Document section:

--- --- ---

Despite pressure from Atlantic Records, the band would not authorise the editing of the song for single release. Page told Rolling Stone in 1975, "We were careful to never release it as a single", which forced buyers to buy the entire album.

In 2004, Rolling Stone magazine put it at number 31 on their list of "The 500 Greatest Songs of All Time", and was re-ranked at number 61 in 2021. An article from 29 January 2009 Guitar World magazine rated Jimmy Page's guitar solo at number one in the publication's 100 Greatest Guitar Solos in Rock and Roll History.

In 2001, the New York City-based classic rock radio station WAXQ conducted a listener survey to create a countdown of 1,043 rock songs (the number corresponding with the station’s position on the dial at 104.3 FM). "Stairway To Heaven" garnered the most votes from listeners. WAXQ has conducted the survey annually since then; in each subsequent countdown that has followed, including the most recent in November 2021, "Stairway To Heaven" has been the top-ranked song.

Plant once gave $10,000 to listener-supported radio station KBOO in Portland, Oregon during a pledge drive after the disc jockey solicited donations by promising the station would never play "Stairway to Heaven". Plant was station-surfing in a rental car he was driving to the Oregon Coast after a solo performance in Portland  and was impressed with the non-mainstream music the station presented. When asked later for the reason why, Plant replied that it wasn't that he didn't like the song, but he'd heard it before.

Spirit copyright infringement lawsuit
Page's opening acoustic guitar arpeggios bear a resemblance to the 1968 instrumental "Taurus" by the Los Angeles-based rock band Spirit, written by Spirit guitarist Randy California. In the liner notes to the 1996 reissue of Spirit's self-titled debut album, California wrote: "People always ask me why 'Stairway to Heaven' sounds exactly like 'Taurus', which was released two years earlier. I know Led Zeppelin also played 'Fresh Garbage' in their live set. They opened up for us on their first American tour."

In May 2014, Spirit bassist Mark Andes and a trust acting on behalf of California filed a copyright infringement suit against Led Zeppelin and injunction against the "release of the album containing the song" in an attempt to obtain a writing credit for California, who died in 1997. A lack of resources was cited as one of the reasons that Spirit did not file the suit earlier; according to a friend of California's mother, "Nobody had any money, and they thought the statute of limitations was done... It will be nice if Randy got the credit." If the Spirit lawsuit had been successful, past earnings due to the song—estimated at more than US$550 million—would not have been part of the settlement, but the publisher and composers might have been entitled to a share of future profits.

On 11 April 2016, Los Angeles district judge Gary Klausner ruled that there were enough similarities between the song and the instrumental for a jury to decide the claim, and a trial was scheduled for 10 May. The copyright infringement action was brought by Michael Skidmore, a trustee for the late guitarist, whose legal name was Randy Wolfe. On 23 June, the jury ruled that the similarities between the songs did not amount to copyright infringement.  In July, Skidmore's attorney filed a notice of appeal against the court's decision. In March 2017, the verdict was appealed, with a main argument being that the jury should have been able to hear a recorded version of "Taurus". On 28 September 2018, a three-judge panel of the Ninth Circuit allowed the appeal, vacating in part and remanding to the U.S. District Court for the Central District of California for a new trial on several evidentiary and procedural issues. On 10 June 2019, the Ninth Circuit granted rehearing en banc, meaning the case would be reheard by a larger panel of eleven judges.

--- --- ---

Information supplied:

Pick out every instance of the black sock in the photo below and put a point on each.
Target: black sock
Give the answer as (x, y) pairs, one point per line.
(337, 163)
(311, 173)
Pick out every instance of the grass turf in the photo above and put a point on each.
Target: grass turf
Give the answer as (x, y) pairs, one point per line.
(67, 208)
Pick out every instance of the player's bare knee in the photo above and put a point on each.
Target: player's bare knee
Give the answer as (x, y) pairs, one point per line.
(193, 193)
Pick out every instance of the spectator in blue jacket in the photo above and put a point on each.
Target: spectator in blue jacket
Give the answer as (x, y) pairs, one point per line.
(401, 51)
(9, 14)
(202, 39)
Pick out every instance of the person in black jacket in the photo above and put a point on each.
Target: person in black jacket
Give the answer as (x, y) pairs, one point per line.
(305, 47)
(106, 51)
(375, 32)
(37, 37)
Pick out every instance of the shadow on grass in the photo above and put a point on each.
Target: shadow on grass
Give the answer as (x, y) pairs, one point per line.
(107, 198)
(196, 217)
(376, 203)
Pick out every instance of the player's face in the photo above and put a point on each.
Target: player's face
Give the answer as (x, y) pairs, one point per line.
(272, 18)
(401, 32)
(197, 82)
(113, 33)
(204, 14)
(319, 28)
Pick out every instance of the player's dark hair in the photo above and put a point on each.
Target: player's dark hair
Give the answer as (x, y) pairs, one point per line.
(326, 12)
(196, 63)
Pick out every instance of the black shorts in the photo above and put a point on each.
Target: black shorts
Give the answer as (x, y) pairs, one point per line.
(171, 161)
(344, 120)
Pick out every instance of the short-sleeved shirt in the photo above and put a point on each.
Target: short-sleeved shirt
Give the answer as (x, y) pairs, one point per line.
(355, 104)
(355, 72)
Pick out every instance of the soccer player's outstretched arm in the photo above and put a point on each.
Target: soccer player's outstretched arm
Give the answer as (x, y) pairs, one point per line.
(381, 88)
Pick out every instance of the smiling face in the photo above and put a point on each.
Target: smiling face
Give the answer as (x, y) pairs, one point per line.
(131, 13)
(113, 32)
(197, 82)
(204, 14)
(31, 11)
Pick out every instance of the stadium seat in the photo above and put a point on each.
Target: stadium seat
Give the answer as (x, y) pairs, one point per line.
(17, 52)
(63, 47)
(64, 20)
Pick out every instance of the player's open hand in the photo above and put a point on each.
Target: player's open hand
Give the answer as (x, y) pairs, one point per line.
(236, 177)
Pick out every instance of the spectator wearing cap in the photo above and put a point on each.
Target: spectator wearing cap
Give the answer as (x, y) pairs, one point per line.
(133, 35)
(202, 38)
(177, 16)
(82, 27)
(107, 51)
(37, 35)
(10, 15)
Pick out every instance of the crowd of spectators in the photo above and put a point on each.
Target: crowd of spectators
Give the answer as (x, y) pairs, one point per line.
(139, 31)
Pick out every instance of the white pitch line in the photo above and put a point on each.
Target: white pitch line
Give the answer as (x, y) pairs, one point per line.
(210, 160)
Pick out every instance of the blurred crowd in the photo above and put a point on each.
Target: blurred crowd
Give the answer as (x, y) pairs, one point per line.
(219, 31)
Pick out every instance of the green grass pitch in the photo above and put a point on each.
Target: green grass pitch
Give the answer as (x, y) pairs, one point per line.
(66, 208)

--- --- ---

Exercise:
In the text about "Stairway to Heaven", how much did Plant give to the Portland radio station KBOO during its pledge drive?

Response to this task:
$10,000